TEXT BLOCK:
- - -

Ok. But, What Does This Have to Do with My App or Project?

This isn’t something casual that existed because of how human nature is. This is a well thought and well-carried plan that has been designed in response to human behaviours and human preferences. And there is a lot of it to take into your project. With technology growing faster and faster into our lives in these modern days. We – as developers and entrepreneurs – have to keep investigating in our influx of people and design ideas so we can make more usable products. A badly designed product might not go anywhere, but a proper design (such as the one that video games offer) might create its own market.

Video games didn’t exist, but once they started rolling, they created their own industry, with their own market quota and their own share. And it has gotten HUGE. In the latest League of Legends tournament – one of the biggest and most followed video games around – that took place in Korea, This game managed to fill a 60 thousand people stadium and make the band Imagine Dragons play on the final show.

 

I don’t know if you are into music or not, but Imagine Dragons are the kind of group that is invited into big things that pay out a lot of money and have big assistance. This stadium is bigger than many of the stadiums in the Premier League, and South Korea filled it with a huge number of young fans. For me this is not unexpected. League of Legends is a properly designed game with over 10 years of experience in developing their own storyline – game design and mechanics. You might like it or not – I’m not a huge fan particularly – but this is something that even haters will agree on. The game is properly presented and shows to their fanbase its own characteristics.

Lets now take a look at how the Spanish Tax Agency website looks like.

Oh my FUCK. I’ve never seen so many buttons and actions put together one next to the other with no apparent reason and – I cannot stress this enough – zero fucks are given about user experience. Great, and I’m supposed to pay taxes using this thing? No wonder why tax evasion rates in my country are so high.

Navigation menus change depending on the section of the website that you are viewing. There are many different buttons enabled to do for the same thing. There has been no care taken for user experience and for the end user to have an easy and intuitive access to information. If you start in one webpage, you can travel through multiple sections of that same webpage and by the time you click “back” in your screen, there will be some script that re forwards you to the next webpage – effectively preventing you from intuitively canceling any action that you were doing by mistake.

The public administration spent millions of euros in developing one unified login system for all citizens – and even though it works decently and I cannot complain having seen so many countries that have it worse – it still fails to be as relevant as they intended it to be. Throughout my entire life I’ve had to fix the code situation to retrieve lost information so many times. However, I’ve never lost nor have I ever forgotten my facebook password. Is this a coincidence?

It isn’t. The first is a clear example of knowing that whatever you do, you can only pay taxes online via that website. So there has never been any need for proper innovation on the design or overall user experience. Facebook, on the other hand, knows that the minute people start having problems retrieving their passwords and getting their login credentials, people will just skip and join some other new social network.

Everything Is an Example Nowadays

And perhaps, if you can’t see the beauty hidden in this, then you might also not be paying attention either. In the video game industry there are plenty of examples.

- - -

Entries from an annotation dataset:

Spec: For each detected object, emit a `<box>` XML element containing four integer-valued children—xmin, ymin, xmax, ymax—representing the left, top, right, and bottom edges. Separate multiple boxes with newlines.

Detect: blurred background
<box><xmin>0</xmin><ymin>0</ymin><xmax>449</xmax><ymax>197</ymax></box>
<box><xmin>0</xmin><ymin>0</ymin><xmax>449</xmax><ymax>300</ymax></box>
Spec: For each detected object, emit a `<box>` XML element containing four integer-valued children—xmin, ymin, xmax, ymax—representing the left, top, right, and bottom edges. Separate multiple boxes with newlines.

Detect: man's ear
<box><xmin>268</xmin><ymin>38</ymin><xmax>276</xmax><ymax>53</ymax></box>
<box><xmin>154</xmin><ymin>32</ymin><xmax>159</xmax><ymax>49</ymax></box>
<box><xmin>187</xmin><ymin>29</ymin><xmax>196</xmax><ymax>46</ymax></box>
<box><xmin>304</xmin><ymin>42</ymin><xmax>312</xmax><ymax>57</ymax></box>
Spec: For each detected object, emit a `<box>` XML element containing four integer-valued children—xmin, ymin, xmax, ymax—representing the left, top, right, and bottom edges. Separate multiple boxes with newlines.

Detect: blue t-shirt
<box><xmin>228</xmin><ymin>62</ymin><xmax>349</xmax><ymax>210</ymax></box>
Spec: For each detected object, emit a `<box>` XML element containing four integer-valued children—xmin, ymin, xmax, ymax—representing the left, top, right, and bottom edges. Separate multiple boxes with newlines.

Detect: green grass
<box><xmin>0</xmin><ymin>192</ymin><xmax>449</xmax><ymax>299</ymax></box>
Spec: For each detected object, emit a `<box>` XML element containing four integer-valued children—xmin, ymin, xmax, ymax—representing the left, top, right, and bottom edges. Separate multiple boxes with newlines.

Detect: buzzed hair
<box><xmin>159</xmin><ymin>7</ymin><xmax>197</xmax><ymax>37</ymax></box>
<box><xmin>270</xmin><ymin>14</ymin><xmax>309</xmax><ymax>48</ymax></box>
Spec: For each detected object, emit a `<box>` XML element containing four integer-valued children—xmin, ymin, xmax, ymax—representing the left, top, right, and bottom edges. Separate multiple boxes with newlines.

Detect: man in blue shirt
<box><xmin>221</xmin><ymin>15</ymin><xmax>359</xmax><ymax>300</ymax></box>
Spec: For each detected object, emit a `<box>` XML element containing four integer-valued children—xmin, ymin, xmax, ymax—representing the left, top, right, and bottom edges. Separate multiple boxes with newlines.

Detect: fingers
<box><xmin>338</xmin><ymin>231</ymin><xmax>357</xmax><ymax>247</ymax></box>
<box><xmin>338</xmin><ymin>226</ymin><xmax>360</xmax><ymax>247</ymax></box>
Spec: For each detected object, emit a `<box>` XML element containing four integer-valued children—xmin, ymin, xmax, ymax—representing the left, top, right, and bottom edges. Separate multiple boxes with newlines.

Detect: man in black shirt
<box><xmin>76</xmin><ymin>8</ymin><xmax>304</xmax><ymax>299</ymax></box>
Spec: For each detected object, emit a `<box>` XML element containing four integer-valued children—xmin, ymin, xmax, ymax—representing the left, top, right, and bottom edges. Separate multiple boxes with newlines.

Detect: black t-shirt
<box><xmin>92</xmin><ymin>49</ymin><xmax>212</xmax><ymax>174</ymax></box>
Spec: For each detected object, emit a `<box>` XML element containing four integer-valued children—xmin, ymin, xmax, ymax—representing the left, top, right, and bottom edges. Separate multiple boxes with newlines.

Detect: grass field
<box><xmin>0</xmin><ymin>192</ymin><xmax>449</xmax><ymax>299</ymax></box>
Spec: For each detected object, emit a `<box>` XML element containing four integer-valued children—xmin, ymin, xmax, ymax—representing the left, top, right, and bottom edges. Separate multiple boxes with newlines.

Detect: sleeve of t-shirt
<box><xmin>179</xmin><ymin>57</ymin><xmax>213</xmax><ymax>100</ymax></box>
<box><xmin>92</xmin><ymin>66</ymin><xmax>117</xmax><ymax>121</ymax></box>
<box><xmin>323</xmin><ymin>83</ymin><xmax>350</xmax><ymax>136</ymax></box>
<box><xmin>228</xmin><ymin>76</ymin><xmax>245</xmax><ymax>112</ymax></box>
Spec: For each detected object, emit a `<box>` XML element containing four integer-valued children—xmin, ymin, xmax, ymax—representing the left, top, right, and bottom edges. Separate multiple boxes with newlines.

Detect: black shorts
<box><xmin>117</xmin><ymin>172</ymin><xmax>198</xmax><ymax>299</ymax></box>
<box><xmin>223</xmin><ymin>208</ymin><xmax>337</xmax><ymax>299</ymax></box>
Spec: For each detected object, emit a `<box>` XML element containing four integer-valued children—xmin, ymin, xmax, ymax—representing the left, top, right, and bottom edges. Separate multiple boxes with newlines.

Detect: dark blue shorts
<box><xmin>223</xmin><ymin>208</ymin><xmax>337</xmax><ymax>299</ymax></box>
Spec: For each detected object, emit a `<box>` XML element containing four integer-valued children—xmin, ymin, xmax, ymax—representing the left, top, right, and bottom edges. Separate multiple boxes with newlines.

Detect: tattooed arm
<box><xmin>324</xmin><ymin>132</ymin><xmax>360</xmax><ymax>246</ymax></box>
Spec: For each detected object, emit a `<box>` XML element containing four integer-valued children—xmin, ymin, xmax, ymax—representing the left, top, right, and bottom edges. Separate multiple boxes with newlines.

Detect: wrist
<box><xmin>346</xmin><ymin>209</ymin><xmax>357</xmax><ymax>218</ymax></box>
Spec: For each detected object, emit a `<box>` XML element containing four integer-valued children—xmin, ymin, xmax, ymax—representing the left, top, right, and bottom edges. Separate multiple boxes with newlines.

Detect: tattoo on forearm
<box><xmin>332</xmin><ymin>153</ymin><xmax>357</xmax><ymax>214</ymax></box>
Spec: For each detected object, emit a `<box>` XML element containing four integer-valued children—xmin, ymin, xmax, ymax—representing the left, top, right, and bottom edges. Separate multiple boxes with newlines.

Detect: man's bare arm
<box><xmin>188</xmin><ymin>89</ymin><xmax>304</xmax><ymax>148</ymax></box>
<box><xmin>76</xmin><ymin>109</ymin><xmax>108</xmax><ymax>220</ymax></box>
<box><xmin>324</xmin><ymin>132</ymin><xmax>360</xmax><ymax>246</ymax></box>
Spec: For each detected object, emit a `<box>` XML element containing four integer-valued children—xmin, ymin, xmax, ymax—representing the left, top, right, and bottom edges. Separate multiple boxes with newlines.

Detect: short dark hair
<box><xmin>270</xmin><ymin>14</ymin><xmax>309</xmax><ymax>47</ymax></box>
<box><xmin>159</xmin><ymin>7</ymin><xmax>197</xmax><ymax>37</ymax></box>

- - -

SHORT TASK:
Carry on the piece about design lessons from video games, starting right after its final sentence.

THE REPLY:
Another example I’d like to talk about here is Overwatch by Blizzard.  If there is something I can say in favor of Blizzard is that they sort of resemble the Apple of video games. Whatever they create they create precisely and you might enjoy it or not, but their products are in the end well tested well implemented and well-thought games. This one has it’s user interface properly crafted. All information is properly displayed onscreen with high-level detailed graphics. Again, you may or may not like video games, but the fact that they exist is proof that when something is properly crafted, it will create its own market.

Fortnite is another great example of a well-planned product. This is a game I don’t really enjoy at all, but I cannot stop praising how easy and simple it is, and how it has been crafted with the idea of simplicity and “available for all” in mind. This game has been developed for all platforms, like windows, mac, Xbox, Android and iOS playing on the same servers, on the same games at the same time. I bow towards this unprecedented victory. I can only praise its virtues. From a technical point of view it is indeed a wonderful thing to do. To encourage all users from all cross-platform devices to play together.

If the Spanish taxing agency had thought about this type of strategy when developing their online infrastructure. If only they had had this in mind, they would probably manage to collect more taxes than the way they currently do it.

Keeping This in Mind

Whenever I talk about these sort of things with my clients, I always give the same advice. Make your app beautiful and fun to use and intuitive. The easier, the better. The happier your users will be and the more money you’ll make.

It’s a fact, even UBER knows this. And even using uber’s interface is fun. As you wait you can see in real time the car moving through its own path until it reaches you and picks you up. This small thing might look like a joke but make no mistake. This is again a well-thought user interface element that not only shows transparency to the user, but it “removes” the “waiting for the taxi without knowing when will it come” and replaces it with a “video” of the driver coming towards you to pick you up on a map. It helps you calculate how much time will it take for him or her to reach you, and above all, it keeps the user completely engaged in their app.

This is the kind of innovation that you want your users to have. People hate waiting, so anything that your app makes the user wait should be carefully planned. In the recent versions of the FIFA franchise, you can play minigames that require you to use the real game skills while the main game loads. In games such as Overwatch or Player Unknown’s Battlegrounds, you are taken into a “waiting screen” where you can shoot things and move around to try several game mechanics while the game is loading. This is a fact, if a user has to wait for over three seconds to get something from your app, the chances of that user from losing focus into doing something different are very high.

If you take a look at this gameplay example, you can easily see how the game interface is always clearly giving out the information you need to know to have a complete idea of what’s going on. You can see many clicks and buttons everywhere, but overall you can feel that the design team has put a lot of effort into how this game looks and makes you feel.

Now let’s take a look at the Spanish police website. Thanks to new technologies you can now report a crime online from your browser. You just need to make a couple of clicks and…

Oh wait, I have to read all this? and where is the report a crime button?  And furthermore, whenever I click on the options, nothing seems to change or to indicate me what I am reporting.

This is very unappealing. Again, they know there isn’t any other police office you can call to, so they don’t need to take care of user experience – and they can just make it as tedious as possible.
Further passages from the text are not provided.